WHAT THIS TASK INVOLVES
According to the build diary, how much did it cost to get the parts chrome plated?

PROVIDED PASSAGE
════

Sunday, April 26, 2009

day eighteen

here are the parts after getting them chrome plated, $130 not to bad in my book. a little chrome goes along way in my book. i also think the some times less is more though i am not usualy huge on the idea of tons of chrome.

jocky shift lever with shift knob screwed on.

here jeff and i are going to battle with the front tire. we ended up pinching the first tube under the bead on the tire, causing a hole to form in the tube.

here is jessica cleaning the rear wheel with some scotch brite and wd-40. 

day 17

day six teen

here are the triple clamps all broken down, painted and ready for assembly

when installing the risers make sure to use loc tite on all the fasteners and i am even going a step further and safe-T-wireing them since i would rather my bars didnt rattle off.

cut off a piece of wire the is 2.5 times longer then the distance between bolts. feed the wire through and around the shaft of the bolt ensuring that the loop is tightening the bolt if the bolt comes loose.

════

Location identification items
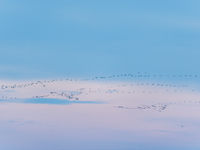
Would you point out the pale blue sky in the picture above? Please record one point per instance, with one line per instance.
(43, 38)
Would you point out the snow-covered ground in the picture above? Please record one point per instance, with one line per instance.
(99, 114)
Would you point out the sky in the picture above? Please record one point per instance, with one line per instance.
(41, 38)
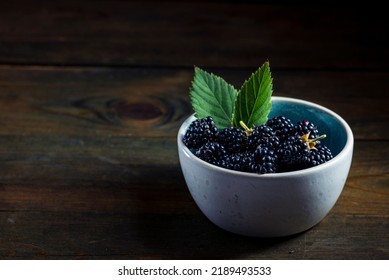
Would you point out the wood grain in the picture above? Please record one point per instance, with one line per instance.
(223, 34)
(92, 94)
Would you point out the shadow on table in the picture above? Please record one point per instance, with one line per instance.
(190, 235)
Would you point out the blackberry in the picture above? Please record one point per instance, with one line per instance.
(260, 135)
(316, 156)
(304, 127)
(291, 151)
(239, 161)
(233, 139)
(213, 153)
(264, 161)
(282, 127)
(199, 132)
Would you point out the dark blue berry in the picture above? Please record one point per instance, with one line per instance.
(305, 127)
(233, 139)
(213, 153)
(282, 127)
(199, 132)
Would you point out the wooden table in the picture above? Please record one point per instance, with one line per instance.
(92, 94)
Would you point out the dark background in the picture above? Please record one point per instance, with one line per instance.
(92, 94)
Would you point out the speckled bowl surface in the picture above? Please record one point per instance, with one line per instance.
(278, 204)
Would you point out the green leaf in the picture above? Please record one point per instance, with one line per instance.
(253, 103)
(212, 96)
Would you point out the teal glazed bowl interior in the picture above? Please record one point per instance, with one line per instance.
(278, 204)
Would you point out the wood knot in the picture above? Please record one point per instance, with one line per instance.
(138, 111)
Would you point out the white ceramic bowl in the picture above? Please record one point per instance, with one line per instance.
(278, 204)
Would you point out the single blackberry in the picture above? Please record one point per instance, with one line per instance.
(304, 127)
(260, 135)
(199, 132)
(264, 161)
(291, 151)
(233, 139)
(316, 156)
(282, 127)
(213, 153)
(239, 161)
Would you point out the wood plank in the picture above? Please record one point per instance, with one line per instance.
(223, 34)
(96, 235)
(137, 102)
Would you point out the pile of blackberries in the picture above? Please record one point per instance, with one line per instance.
(277, 146)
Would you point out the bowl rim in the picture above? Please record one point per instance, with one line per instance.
(348, 147)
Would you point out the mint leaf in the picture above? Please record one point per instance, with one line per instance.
(253, 103)
(213, 96)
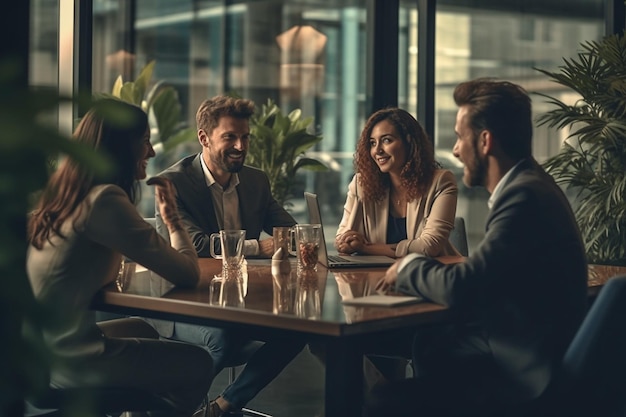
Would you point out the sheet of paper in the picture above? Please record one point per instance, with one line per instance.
(381, 300)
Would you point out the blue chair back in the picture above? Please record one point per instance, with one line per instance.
(594, 365)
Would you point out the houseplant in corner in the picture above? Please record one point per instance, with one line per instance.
(592, 161)
(162, 104)
(278, 148)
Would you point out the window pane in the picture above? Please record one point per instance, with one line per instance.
(300, 55)
(44, 48)
(472, 43)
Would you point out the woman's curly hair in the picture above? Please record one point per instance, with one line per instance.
(420, 166)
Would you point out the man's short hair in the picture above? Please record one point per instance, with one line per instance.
(211, 110)
(501, 107)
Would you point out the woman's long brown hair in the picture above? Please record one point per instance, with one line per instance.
(112, 127)
(420, 166)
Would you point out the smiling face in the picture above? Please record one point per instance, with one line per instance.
(466, 150)
(387, 149)
(225, 148)
(146, 151)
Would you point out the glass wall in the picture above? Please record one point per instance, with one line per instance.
(477, 42)
(313, 55)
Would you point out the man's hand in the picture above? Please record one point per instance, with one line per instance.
(266, 247)
(389, 279)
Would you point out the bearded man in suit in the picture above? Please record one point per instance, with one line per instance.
(519, 297)
(215, 191)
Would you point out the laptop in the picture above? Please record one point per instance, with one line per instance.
(338, 261)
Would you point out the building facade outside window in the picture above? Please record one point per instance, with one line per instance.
(313, 56)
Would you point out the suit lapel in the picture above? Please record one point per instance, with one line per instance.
(202, 193)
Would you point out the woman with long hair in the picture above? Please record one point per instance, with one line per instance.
(80, 231)
(400, 201)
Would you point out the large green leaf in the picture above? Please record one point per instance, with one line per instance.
(278, 147)
(593, 160)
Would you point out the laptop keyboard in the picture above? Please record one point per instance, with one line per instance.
(338, 259)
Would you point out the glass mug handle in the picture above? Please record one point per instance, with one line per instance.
(215, 237)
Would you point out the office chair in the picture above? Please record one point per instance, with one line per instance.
(593, 375)
(45, 400)
(458, 236)
(242, 359)
(592, 378)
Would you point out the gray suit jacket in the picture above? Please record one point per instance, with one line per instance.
(525, 285)
(259, 210)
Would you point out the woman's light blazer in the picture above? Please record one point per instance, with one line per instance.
(429, 219)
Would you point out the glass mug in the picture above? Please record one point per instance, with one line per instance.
(284, 287)
(307, 245)
(231, 245)
(283, 236)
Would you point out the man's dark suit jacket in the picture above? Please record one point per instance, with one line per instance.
(258, 209)
(525, 284)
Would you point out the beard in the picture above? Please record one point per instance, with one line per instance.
(228, 165)
(476, 171)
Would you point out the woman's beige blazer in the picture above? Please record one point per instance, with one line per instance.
(429, 218)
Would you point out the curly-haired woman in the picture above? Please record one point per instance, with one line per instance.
(400, 201)
(78, 233)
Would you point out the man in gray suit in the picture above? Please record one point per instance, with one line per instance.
(519, 298)
(215, 190)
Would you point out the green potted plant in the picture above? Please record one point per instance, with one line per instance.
(279, 146)
(592, 161)
(162, 104)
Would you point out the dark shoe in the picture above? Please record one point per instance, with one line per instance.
(214, 410)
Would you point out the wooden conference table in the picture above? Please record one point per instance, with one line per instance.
(283, 306)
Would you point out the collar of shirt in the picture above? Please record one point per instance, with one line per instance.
(500, 185)
(210, 179)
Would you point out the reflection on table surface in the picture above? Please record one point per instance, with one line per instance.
(279, 290)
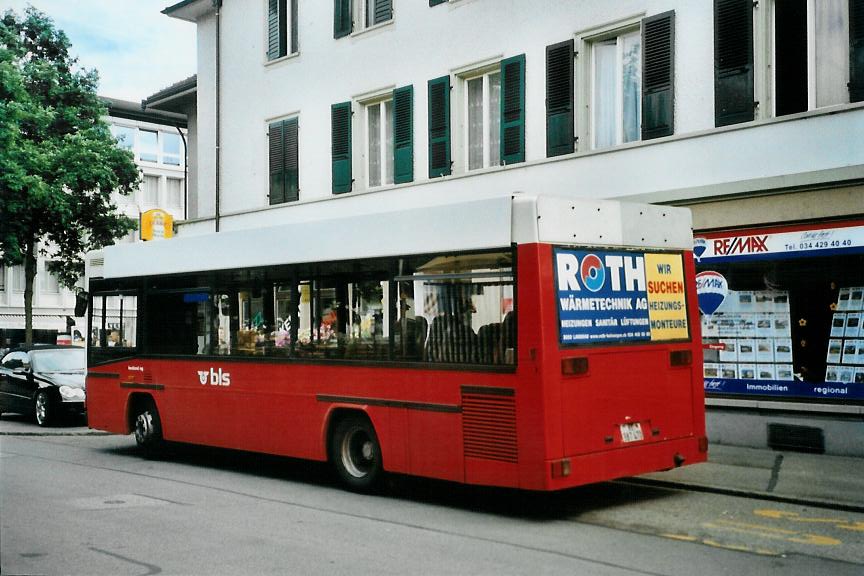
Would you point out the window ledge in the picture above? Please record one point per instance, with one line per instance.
(282, 59)
(357, 33)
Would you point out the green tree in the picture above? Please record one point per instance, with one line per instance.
(59, 163)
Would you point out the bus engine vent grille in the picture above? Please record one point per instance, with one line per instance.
(489, 424)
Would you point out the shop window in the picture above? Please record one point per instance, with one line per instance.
(785, 325)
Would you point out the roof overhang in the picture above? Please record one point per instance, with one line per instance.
(190, 10)
(133, 111)
(178, 98)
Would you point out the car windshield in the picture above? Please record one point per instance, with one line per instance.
(59, 360)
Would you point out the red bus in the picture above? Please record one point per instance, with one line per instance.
(530, 342)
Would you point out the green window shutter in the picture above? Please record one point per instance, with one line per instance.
(733, 62)
(856, 50)
(439, 127)
(277, 163)
(383, 11)
(559, 99)
(340, 121)
(658, 76)
(342, 22)
(403, 135)
(276, 29)
(292, 166)
(513, 110)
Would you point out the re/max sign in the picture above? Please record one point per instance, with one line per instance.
(740, 245)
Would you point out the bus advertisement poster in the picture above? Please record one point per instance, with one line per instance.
(618, 296)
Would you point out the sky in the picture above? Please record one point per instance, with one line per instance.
(136, 49)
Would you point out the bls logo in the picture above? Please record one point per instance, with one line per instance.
(215, 378)
(593, 273)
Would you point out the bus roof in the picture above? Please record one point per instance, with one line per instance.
(465, 226)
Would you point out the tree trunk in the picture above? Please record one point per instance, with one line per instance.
(29, 277)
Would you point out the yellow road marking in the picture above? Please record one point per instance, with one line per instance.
(715, 544)
(795, 517)
(774, 533)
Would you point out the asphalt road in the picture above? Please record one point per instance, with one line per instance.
(82, 503)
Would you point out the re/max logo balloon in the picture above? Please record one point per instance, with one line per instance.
(593, 272)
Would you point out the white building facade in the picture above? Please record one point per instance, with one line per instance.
(748, 113)
(157, 140)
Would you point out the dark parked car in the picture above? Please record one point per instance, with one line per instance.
(44, 381)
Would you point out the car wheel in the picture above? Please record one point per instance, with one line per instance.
(356, 453)
(148, 429)
(43, 409)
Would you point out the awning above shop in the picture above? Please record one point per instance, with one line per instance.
(40, 322)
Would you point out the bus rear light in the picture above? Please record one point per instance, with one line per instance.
(681, 358)
(561, 468)
(574, 366)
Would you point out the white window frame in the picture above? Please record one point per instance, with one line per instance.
(764, 58)
(49, 280)
(360, 13)
(381, 103)
(459, 102)
(484, 74)
(18, 272)
(289, 40)
(145, 201)
(584, 79)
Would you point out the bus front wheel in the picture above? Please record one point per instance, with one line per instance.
(148, 428)
(356, 453)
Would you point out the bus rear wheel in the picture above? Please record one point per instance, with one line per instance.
(356, 453)
(148, 428)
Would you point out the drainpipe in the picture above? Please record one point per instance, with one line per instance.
(218, 5)
(185, 174)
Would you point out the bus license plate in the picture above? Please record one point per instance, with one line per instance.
(631, 432)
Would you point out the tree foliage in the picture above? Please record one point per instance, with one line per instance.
(59, 163)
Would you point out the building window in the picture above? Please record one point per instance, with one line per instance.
(379, 143)
(124, 135)
(616, 82)
(811, 54)
(170, 148)
(810, 61)
(627, 82)
(174, 192)
(150, 188)
(50, 282)
(281, 28)
(388, 137)
(19, 280)
(483, 120)
(148, 146)
(352, 15)
(284, 162)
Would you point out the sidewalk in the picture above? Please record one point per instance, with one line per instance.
(811, 479)
(808, 479)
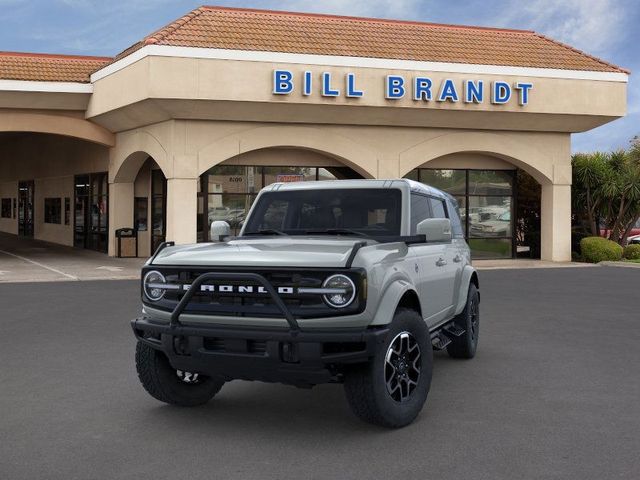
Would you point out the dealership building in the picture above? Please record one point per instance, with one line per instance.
(187, 125)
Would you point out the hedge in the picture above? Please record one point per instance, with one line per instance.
(632, 252)
(598, 249)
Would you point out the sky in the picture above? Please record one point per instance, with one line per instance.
(604, 28)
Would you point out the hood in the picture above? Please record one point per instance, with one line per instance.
(263, 252)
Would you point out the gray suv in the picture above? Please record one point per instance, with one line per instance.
(347, 281)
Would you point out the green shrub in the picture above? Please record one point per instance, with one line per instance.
(632, 252)
(598, 249)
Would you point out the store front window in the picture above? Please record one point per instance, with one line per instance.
(91, 209)
(486, 200)
(226, 192)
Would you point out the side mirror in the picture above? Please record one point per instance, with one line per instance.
(219, 231)
(435, 229)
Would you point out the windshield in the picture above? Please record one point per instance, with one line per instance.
(371, 212)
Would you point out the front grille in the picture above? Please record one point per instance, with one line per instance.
(221, 345)
(256, 303)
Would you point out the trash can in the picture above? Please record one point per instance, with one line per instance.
(127, 242)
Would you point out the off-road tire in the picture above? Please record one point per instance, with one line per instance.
(365, 385)
(162, 382)
(465, 346)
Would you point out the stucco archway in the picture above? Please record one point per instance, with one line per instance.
(58, 125)
(523, 156)
(351, 154)
(131, 152)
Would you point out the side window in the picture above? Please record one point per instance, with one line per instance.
(274, 216)
(437, 208)
(419, 210)
(454, 215)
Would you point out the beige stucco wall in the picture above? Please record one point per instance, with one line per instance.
(184, 149)
(158, 88)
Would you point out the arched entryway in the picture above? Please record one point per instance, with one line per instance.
(499, 203)
(139, 201)
(226, 191)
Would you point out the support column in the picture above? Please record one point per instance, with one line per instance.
(555, 211)
(182, 210)
(120, 211)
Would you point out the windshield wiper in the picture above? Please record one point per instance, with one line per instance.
(338, 231)
(267, 231)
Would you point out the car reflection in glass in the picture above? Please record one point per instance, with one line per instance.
(494, 226)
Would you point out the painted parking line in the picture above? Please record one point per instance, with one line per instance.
(41, 265)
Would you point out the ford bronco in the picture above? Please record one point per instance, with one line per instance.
(346, 281)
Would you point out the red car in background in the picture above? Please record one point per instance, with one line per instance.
(635, 232)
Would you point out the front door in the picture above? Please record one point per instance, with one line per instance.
(91, 219)
(158, 209)
(25, 208)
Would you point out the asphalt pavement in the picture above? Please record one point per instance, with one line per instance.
(554, 392)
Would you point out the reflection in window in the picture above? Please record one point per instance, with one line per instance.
(140, 221)
(490, 217)
(52, 210)
(230, 190)
(450, 181)
(490, 182)
(6, 208)
(485, 200)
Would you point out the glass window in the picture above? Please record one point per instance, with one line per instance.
(290, 174)
(234, 179)
(67, 210)
(490, 217)
(491, 247)
(419, 210)
(141, 214)
(490, 182)
(454, 216)
(230, 208)
(437, 208)
(370, 211)
(53, 210)
(451, 181)
(6, 208)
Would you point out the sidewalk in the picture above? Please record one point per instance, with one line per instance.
(28, 260)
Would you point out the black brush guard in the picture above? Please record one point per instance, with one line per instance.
(292, 356)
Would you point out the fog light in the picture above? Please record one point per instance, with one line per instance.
(341, 293)
(154, 285)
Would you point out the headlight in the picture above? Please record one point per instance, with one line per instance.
(341, 291)
(153, 285)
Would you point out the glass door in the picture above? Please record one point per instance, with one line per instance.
(158, 208)
(91, 226)
(81, 211)
(25, 208)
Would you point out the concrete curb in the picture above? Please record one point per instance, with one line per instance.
(620, 264)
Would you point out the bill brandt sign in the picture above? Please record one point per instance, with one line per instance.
(420, 88)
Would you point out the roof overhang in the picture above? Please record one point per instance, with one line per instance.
(45, 87)
(356, 62)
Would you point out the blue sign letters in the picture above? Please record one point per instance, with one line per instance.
(422, 89)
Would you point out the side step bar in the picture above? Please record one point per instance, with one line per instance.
(442, 337)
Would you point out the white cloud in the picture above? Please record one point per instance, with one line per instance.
(591, 25)
(366, 8)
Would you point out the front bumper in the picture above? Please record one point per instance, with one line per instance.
(301, 358)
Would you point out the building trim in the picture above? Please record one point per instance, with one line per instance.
(47, 87)
(343, 61)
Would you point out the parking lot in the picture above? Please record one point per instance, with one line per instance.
(554, 392)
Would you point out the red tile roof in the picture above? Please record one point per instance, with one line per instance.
(274, 31)
(48, 67)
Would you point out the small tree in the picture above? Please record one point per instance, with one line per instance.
(607, 187)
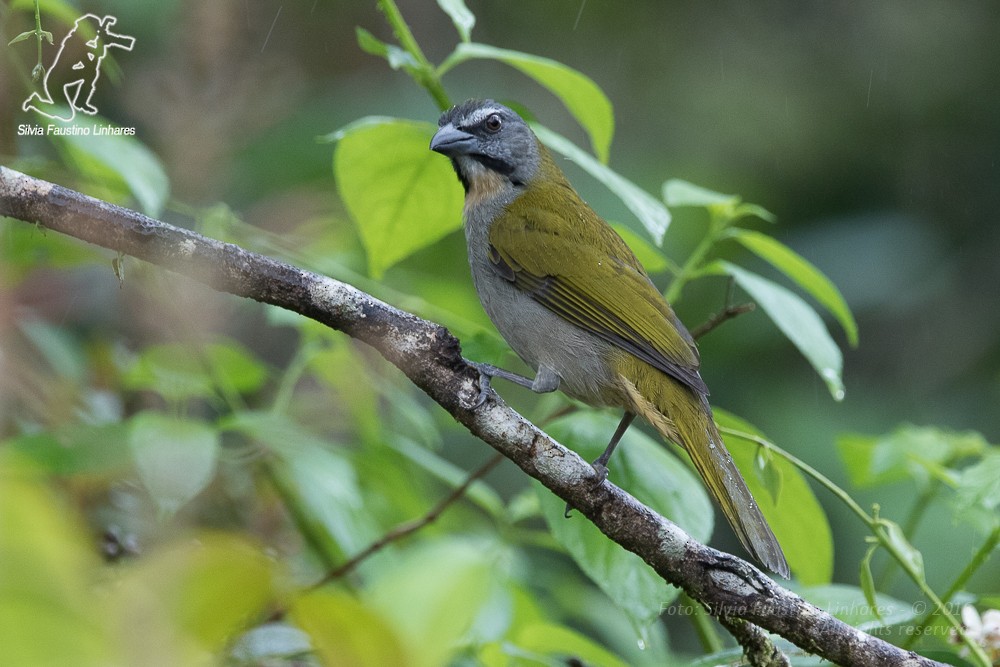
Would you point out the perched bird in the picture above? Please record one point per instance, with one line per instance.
(572, 300)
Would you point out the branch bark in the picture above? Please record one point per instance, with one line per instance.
(431, 358)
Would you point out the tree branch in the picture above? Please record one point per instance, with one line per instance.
(431, 358)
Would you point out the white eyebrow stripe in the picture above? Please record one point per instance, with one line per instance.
(479, 115)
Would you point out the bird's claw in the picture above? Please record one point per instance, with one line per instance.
(484, 386)
(601, 471)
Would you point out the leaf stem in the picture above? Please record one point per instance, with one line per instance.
(424, 74)
(980, 557)
(695, 259)
(878, 529)
(909, 528)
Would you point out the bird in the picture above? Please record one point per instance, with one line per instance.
(573, 301)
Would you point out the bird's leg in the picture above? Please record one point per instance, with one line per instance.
(546, 379)
(601, 463)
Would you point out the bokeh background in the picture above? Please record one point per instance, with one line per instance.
(871, 130)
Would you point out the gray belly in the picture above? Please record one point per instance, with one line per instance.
(542, 338)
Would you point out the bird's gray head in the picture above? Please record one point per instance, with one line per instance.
(490, 146)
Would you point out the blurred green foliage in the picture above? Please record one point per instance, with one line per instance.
(224, 457)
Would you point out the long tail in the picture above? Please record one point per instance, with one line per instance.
(682, 415)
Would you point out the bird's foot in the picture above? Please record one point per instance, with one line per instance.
(601, 471)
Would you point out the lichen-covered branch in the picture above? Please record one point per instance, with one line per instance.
(431, 358)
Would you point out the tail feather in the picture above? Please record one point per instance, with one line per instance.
(682, 415)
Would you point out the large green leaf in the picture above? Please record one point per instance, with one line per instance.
(345, 631)
(584, 98)
(402, 196)
(653, 215)
(49, 613)
(802, 272)
(642, 467)
(796, 517)
(320, 477)
(194, 597)
(433, 594)
(175, 457)
(797, 320)
(120, 158)
(907, 453)
(651, 257)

════

COMPLETE RESPONSE
$130.